-- BEGIN Text passage --
Forget everything you know about slide guitar. Jules Leyhe just upended the genre on Your First Rodeo, an instrumental set that gleefully mixes styles with riveting results. On top of it all, Leyhe’s bluesy slide and leads steal the show with soulful, bluesy figures and fierce explorations. To get the skinny, we caught up with the Bay Area bottlenecker.
When did you first connect with the blues?
My dad turned me onto the blues at a young age, and I saw Buddy Guy, Jerry Lee Lewis, Chuck Berry, Little Richard, and the Rolling Stones all at the tender age of eight. I got a little CD player and headphones shortly after, and was internalizing and loving music. I remember getting the goosebumps listening to Muddy Waters play slide, and trying to sound like him.
There’s a non-traditional mix of heavy blues, Mexican brass, fusion, and psychedelia on the new album.
I’m a huge fan of the Beatles, and I’m especially fond of Sgt. Pepper’s. I read an original review from 1967 and the critic said it was, “Busy, cluttered, hip.” I thought that was badass and wanted to do my own version of that. Between the influence of the Beatles and our incredibly capable Family Jules Band, from Oakland, we wanted to make something fearlessly unique to share with the whole world.
Your harmonized slide on “Taco Truck” and “The Journey” bring to life George Harrison’s indelible slide.
I love George – how could you not? His songwriting style and guitar playing have influenced me tremendously. Harrison was so lyrical and melodic with his slide playing, which is distinct from many blues slide players who play with a different dialect. To me, the record is a series of “micro homages” to my favorite players and harmonized slide guitar parts are a way of tipping my cap to George.
Your solo in “The Planetarium” further pays tribute to Jimi.
-- END Text passage --
-- BEGIN Stored rows --
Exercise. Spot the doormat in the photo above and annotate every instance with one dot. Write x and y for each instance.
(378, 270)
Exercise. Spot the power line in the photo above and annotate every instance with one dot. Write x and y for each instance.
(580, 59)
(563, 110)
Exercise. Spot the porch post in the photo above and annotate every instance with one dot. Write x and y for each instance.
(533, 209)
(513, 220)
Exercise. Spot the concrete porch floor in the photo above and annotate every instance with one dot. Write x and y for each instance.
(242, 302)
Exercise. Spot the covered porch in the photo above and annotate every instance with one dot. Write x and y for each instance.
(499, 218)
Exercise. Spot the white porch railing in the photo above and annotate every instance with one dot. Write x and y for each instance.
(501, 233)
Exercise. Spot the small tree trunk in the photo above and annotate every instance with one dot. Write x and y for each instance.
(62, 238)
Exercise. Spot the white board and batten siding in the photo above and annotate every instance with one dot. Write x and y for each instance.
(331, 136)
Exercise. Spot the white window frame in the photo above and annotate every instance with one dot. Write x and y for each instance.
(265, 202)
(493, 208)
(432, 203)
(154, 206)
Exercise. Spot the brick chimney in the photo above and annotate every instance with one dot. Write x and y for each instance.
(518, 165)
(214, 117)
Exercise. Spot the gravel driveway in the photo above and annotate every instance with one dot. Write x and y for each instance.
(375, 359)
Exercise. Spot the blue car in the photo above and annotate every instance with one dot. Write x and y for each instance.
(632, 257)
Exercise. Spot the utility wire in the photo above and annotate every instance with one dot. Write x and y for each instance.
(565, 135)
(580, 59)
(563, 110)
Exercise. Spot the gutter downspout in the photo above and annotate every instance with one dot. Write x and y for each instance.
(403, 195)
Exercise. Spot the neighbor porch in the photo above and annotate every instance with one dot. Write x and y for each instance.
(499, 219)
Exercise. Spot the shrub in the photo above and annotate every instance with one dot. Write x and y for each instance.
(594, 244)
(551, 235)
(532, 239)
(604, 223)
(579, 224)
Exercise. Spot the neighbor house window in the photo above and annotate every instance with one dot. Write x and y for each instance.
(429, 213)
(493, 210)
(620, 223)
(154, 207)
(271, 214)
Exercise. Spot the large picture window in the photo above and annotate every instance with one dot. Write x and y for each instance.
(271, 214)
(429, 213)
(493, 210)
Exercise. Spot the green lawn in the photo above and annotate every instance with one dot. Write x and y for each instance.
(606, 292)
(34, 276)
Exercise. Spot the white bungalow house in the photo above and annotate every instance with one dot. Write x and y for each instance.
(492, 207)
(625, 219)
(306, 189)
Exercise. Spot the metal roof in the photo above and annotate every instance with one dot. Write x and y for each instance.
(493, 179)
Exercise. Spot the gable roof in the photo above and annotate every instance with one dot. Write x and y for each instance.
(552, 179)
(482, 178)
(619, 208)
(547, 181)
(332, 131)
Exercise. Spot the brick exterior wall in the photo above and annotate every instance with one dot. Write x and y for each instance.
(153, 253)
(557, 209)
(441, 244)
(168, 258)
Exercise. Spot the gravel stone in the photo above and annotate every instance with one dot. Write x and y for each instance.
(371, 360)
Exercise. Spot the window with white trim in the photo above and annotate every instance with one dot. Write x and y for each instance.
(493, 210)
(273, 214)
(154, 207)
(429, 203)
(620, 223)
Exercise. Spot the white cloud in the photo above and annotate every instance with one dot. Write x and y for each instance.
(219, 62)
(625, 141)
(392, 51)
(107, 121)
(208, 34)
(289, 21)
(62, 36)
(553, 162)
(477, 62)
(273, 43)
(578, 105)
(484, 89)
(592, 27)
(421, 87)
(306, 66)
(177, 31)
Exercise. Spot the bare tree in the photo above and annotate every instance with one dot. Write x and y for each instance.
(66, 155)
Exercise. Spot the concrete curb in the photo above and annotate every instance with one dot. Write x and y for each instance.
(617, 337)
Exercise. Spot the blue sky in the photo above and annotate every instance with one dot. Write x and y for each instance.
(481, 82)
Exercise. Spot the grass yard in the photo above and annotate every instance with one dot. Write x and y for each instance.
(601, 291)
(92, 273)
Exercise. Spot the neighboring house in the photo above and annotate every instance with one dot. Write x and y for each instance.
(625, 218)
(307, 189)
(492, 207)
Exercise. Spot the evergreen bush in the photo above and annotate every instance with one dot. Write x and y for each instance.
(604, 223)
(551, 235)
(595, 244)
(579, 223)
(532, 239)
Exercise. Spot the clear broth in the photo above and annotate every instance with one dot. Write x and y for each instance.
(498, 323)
-- END Stored rows --
▶ [Set tasks]
a: Write out the Jules Leyhe interview word for word from "I love George" to "tribute to Jimi.".
b: Name every act that the Jules Leyhe interview says Leyhe saw at age eight.
c: According to the Jules Leyhe interview, how did a 1967 critic describe Sgt. Pepper's?
The listing above comes from a separate source and is unrelated to the Jules Leyhe interview.

▶ [Answers for this exercise]
a:
I love George – how could you not? His songwriting style and guitar playing have influenced me tremendously. Harrison was so lyrical and melodic with his slide playing, which is distinct from many blues slide players who play with a different dialect. To me, the record is a series of “micro homages” to my favorite players and harmonized slide guitar parts are a way of tipping my cap to George.
Your solo in “The Planetarium” further pays tribute to Jimi.

b: Buddy Guy, Jerry Lee Lewis, Chuck Berry, Little Richard, the Rolling Stones

c: The critic called it "Busy, cluttered, hip."